> [TRAVAIL À FAIRE]:
1) D'après le texte sur le Quartier européen de Bruxelles, de quoi se compose le projet « Loi 130 » ?
2) Traduisez en anglais la phrase suivante, tirée du texte sur le Quartier européen : « Le quartier n’est donc pas figé, ses limites évoluent sans cesse. »
3) Rédigez la suite du texte sur le Quartier européen de Bruxelles, à partir de sa dernière phrase.

En matière de perceptions du quartier, il est fort probable que ce nouveau  » rond-point  » ait plus de portée que le projet  » Loi 130 « , oui, même si ce dernier est de plus grande ampleur.  » Loi 130 « , ce sont des milliers de mètres carrés de bureaux, de logements et de commerces. Ça montre une volonté de rendre cette partie du Quartier européen davantage accessible au public – ce qui serait très bien. Le quartier n’est donc pas figé, ses limites évoluent sans cesse. Tant que l’Europe évoluera, il évoluera aussi. Tant mieux ! Ça laisse de l’espoir. Nous sommes convaincus qu’il y a encore du potentiel, et que les richesses se trouvent probablement dans les endroits où le quartier n’a pas réussi à être aussi puissant qu’initialement souhaité. Les bâtiments du quartier peuvent par exemple accueillir une institution politique comme tout autre chose – banque, bureaux, etc. Ce sont des constructions extrêmement neutres dans leur trame. C’est une force ! Mais celle-ci devrait être utilisée comme telle, plutôt que pour tout aplanir et tout  » lisser « . Ça pourrait faire de très belles choses en matière de réemploi, de recyclage, de réutilisation de bâtiments, de reprogrammation des projets politiques. Ce n’est malheureusement pas le cas aujourd’hui… Par ailleurs, si on promeut cette souplesse du territoire européen, si on pense qu’un éclatement des fonctions dirigeantes est positif pour la construction européenne, alors on doit aussi redéfinir le concept de capitale européenne. Dans un idéal, le projet européen ne serait pas seulement à Bruxelles, il serait déterritorialisé. Comme doit l’être la politique.

 » Il y a une volonté de rendre une partie du Quartier européen davantage accessible au public. « © Wim Robberechts/photo news

Qu’adviendrait-il des institutions européennes ? Faut-il changer radicalement l’architecture de l’Europe à Bruxelles ?

> [LISTE DES DONNÉES]:
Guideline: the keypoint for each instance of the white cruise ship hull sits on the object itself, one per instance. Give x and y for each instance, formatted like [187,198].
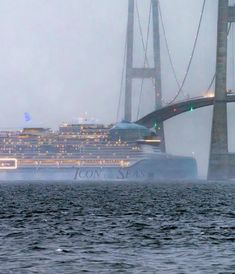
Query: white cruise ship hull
[161,167]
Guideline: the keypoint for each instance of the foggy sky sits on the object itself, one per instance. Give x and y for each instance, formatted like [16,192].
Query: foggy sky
[61,59]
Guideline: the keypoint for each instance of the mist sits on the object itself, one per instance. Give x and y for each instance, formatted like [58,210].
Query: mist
[61,60]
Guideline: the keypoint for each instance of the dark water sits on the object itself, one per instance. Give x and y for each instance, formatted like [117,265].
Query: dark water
[117,228]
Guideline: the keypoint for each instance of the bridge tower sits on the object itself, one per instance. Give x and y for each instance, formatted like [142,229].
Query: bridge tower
[221,162]
[142,73]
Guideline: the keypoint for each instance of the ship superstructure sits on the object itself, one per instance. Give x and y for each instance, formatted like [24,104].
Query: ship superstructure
[89,151]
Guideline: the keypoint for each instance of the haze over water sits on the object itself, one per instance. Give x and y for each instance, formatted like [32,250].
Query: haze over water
[117,227]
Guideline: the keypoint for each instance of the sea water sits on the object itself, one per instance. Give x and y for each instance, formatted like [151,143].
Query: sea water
[177,227]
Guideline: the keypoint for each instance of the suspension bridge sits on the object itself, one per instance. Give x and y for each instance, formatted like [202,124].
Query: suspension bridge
[221,161]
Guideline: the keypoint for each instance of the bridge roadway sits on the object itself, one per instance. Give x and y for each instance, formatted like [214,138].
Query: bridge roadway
[170,111]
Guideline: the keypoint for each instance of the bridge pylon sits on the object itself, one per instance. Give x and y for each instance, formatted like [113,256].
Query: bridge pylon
[142,73]
[221,162]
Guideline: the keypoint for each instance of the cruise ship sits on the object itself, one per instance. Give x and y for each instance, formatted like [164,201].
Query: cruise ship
[90,152]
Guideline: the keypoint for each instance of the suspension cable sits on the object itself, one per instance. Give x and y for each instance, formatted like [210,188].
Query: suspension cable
[213,78]
[192,55]
[167,47]
[145,48]
[122,79]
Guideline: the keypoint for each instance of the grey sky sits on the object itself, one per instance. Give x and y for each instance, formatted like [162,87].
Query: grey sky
[62,58]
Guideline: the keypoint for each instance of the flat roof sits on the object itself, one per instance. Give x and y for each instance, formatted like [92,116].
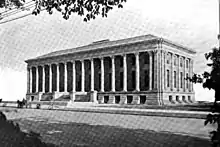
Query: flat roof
[107,43]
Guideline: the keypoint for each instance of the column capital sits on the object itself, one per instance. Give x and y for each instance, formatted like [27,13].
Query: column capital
[155,51]
[136,53]
[112,56]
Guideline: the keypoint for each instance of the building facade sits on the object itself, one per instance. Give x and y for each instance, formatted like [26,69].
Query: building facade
[139,70]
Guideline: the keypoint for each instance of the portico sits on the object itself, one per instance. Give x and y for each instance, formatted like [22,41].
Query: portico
[149,68]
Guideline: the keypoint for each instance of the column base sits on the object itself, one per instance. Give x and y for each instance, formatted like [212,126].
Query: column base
[93,97]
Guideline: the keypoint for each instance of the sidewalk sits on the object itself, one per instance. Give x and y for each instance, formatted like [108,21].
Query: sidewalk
[124,111]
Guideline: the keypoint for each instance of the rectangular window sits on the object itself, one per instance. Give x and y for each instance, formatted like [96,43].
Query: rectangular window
[181,62]
[133,79]
[110,64]
[181,79]
[121,80]
[174,79]
[145,78]
[121,62]
[187,82]
[168,58]
[145,60]
[110,80]
[168,78]
[175,60]
[133,60]
[187,63]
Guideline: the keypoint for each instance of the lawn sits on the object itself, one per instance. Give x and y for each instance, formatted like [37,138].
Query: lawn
[192,107]
[69,129]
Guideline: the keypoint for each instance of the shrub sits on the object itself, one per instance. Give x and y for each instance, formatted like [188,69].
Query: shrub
[11,135]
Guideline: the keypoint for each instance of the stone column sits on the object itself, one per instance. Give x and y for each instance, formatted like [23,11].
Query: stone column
[37,79]
[150,70]
[28,80]
[137,72]
[113,73]
[125,73]
[165,70]
[178,74]
[82,76]
[92,74]
[155,69]
[58,78]
[172,73]
[184,74]
[43,79]
[102,75]
[65,77]
[162,70]
[192,90]
[74,76]
[50,78]
[31,80]
[190,74]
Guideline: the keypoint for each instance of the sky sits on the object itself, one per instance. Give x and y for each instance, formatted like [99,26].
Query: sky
[192,23]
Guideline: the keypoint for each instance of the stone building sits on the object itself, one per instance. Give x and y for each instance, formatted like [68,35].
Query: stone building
[139,70]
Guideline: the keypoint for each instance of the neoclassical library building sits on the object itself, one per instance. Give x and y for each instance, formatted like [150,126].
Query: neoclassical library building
[141,70]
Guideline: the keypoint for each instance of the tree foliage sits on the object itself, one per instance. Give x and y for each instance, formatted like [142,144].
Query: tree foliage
[89,9]
[11,135]
[211,80]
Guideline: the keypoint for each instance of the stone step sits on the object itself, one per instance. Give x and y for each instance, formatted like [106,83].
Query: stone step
[80,104]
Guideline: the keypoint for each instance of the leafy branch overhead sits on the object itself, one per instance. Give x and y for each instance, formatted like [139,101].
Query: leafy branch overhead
[89,9]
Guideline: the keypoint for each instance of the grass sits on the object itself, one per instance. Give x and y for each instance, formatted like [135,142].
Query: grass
[193,107]
[86,135]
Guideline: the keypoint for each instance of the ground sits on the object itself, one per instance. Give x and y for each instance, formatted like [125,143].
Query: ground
[67,128]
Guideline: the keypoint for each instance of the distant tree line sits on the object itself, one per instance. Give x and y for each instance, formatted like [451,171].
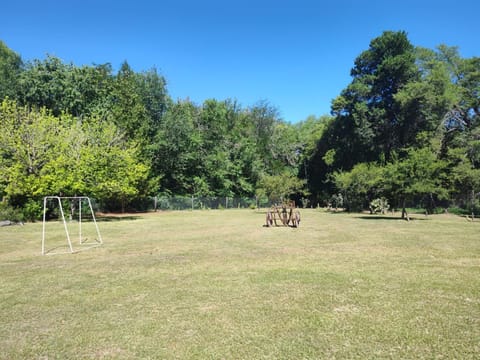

> [CORRIGÉ]:
1) Il représente des milliers de mètres carrés de bureaux, de logements et de commerces.

2) The neighborhood is therefore not fixed; its boundaries are constantly changing.

3)
Non, je ne ne pense pas. La changer serait du gaspillage. Effacer les traces du passé n’a pas de sens non plus. Par contre, il ne faut pas concevoir la prochaine architecture européenne de la même manière. Et il ne faut plus nécessairement utiliser l’architecture existante de la même manière non plus. Le Parlement européen à Bruxelles, qui n’a que 30 ans, a des problèmes de structure ? C’est l’occasion de se demander s’il faut le détruire. Et si c’est le cas, construisons autre chose, en mieux.

Quel serait cet  » autre chose  » ?

Je ne sais pas. Il ne revient pas seulement aux architectes de trouver cette réponse. Je pense qu’il faut d’abord résoudre les dysfonctionnements de l’UE pour ensuite trouver la manière de la montrer à l’extérieur. L’inverse pourrait-il fonctionner ? Si des architectes amorçaient la réconciliation entre citoyens et politique grâce à la conception d’un lieu, d’un espace, d’une image ? Ou faut-il nécessairement voir d’abord émerger un nouveau souffle politique avant de créer une structure physique ? Idéalement, les deux doivent aller de pair. L’architecture ne résout pas tout. Elle peut influer, mais elle d’abord là pour refléter. C’est un outil, un médium, jamais une fin en soi.

L’architecture ne résout pas tout. Elle peut influer, mais elle d’abord là pour refléter.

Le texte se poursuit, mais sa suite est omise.